┌────────

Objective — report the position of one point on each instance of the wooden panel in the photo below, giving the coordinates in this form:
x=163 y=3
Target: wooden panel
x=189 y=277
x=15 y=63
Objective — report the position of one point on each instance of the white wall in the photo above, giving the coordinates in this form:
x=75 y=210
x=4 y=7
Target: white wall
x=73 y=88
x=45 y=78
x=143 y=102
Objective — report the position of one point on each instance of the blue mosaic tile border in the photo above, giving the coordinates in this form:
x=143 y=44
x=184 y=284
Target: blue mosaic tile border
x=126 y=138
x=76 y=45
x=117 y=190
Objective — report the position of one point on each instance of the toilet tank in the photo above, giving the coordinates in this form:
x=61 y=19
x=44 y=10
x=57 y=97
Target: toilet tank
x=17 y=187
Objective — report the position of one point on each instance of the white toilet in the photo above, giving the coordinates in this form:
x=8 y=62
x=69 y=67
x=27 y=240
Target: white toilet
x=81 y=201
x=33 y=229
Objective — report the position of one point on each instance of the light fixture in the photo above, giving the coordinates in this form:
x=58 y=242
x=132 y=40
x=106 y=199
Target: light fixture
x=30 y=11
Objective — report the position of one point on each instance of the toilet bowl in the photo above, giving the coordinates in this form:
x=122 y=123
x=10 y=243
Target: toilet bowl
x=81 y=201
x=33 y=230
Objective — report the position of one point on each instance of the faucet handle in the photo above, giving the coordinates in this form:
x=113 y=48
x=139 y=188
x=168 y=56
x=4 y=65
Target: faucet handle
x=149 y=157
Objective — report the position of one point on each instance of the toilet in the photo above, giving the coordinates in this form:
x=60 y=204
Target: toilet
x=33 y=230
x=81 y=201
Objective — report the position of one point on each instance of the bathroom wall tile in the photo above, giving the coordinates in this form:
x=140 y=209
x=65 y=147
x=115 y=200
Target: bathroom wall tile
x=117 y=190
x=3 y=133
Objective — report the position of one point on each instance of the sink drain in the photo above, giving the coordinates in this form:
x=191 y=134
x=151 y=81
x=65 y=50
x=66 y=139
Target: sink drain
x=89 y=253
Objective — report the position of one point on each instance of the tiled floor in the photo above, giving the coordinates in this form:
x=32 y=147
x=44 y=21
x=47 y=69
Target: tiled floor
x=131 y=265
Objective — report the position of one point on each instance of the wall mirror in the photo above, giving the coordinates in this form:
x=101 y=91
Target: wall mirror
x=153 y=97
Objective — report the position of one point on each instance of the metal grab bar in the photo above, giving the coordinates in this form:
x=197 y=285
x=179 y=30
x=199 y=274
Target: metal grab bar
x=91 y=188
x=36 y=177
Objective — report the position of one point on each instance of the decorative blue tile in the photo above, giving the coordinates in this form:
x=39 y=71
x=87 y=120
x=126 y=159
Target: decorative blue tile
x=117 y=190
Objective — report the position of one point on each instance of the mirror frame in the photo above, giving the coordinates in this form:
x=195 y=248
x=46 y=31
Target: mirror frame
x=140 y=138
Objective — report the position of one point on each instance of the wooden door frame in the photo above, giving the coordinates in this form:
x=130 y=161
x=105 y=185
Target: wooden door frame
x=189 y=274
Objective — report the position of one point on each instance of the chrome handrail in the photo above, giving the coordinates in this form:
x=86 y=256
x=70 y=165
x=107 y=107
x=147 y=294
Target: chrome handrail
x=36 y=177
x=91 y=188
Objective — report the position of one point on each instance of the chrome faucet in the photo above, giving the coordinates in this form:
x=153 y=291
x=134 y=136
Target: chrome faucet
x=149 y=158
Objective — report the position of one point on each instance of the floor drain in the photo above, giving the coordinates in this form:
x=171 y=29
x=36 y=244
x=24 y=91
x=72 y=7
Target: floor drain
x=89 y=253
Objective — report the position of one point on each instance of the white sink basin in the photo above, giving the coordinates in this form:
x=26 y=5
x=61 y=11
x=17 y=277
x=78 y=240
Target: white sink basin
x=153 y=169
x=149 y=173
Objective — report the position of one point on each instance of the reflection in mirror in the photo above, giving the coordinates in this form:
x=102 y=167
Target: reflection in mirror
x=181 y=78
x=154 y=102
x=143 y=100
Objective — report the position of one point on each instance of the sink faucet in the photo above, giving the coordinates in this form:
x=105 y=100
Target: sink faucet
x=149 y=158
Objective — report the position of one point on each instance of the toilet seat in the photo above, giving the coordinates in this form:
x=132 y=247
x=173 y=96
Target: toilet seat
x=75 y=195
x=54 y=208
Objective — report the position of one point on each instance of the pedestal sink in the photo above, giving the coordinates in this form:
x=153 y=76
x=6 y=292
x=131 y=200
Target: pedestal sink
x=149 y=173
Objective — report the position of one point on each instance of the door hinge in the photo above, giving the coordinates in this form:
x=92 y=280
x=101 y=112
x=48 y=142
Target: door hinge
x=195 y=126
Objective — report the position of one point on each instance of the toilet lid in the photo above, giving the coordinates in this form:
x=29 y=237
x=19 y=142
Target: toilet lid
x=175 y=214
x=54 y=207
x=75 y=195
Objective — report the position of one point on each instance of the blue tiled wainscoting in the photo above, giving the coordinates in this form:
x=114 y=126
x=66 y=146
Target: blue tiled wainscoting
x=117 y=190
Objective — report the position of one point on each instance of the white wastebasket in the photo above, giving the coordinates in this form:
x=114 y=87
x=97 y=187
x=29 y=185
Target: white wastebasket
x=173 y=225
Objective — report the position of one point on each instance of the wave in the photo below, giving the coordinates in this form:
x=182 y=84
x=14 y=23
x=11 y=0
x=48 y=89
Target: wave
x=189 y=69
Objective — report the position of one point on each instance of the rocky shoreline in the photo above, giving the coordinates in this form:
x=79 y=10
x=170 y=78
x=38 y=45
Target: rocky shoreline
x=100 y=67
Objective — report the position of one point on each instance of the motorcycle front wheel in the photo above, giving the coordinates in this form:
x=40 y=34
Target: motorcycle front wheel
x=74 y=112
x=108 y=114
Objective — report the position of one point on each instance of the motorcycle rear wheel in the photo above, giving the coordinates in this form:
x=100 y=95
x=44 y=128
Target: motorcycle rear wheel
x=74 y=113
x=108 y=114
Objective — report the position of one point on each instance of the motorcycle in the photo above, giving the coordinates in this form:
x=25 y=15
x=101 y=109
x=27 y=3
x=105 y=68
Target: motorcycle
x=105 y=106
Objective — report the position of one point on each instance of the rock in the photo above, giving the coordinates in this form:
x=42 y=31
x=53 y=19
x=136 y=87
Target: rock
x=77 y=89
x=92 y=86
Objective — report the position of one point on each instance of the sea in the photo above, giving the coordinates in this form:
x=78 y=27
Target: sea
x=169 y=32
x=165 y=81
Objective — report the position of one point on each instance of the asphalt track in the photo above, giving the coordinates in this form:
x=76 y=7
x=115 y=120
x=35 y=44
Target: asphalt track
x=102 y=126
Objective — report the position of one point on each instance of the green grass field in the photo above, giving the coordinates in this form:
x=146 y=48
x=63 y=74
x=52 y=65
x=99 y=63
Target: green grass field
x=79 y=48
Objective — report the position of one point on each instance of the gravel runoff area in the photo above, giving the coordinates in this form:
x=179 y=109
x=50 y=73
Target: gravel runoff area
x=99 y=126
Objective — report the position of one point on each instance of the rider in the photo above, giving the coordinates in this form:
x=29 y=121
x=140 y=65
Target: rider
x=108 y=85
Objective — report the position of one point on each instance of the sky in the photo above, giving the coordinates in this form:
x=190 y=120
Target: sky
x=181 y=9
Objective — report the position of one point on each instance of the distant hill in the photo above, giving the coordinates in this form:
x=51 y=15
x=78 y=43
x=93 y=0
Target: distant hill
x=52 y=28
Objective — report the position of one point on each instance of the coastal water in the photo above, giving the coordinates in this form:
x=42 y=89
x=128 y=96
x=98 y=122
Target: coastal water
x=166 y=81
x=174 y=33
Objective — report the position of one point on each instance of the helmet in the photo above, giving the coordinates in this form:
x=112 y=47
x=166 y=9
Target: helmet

└────────

How to complete this task:
Each line of the material that has the word "below" belongs in the answer.

Answer to this problem:
Objective — report the position of one point on each instance of the wooden panel in the photo below, giving the coordinates in this form:
Objective — report the position of one point on each instance of the wave in the photo below, giving the coordinates in this form:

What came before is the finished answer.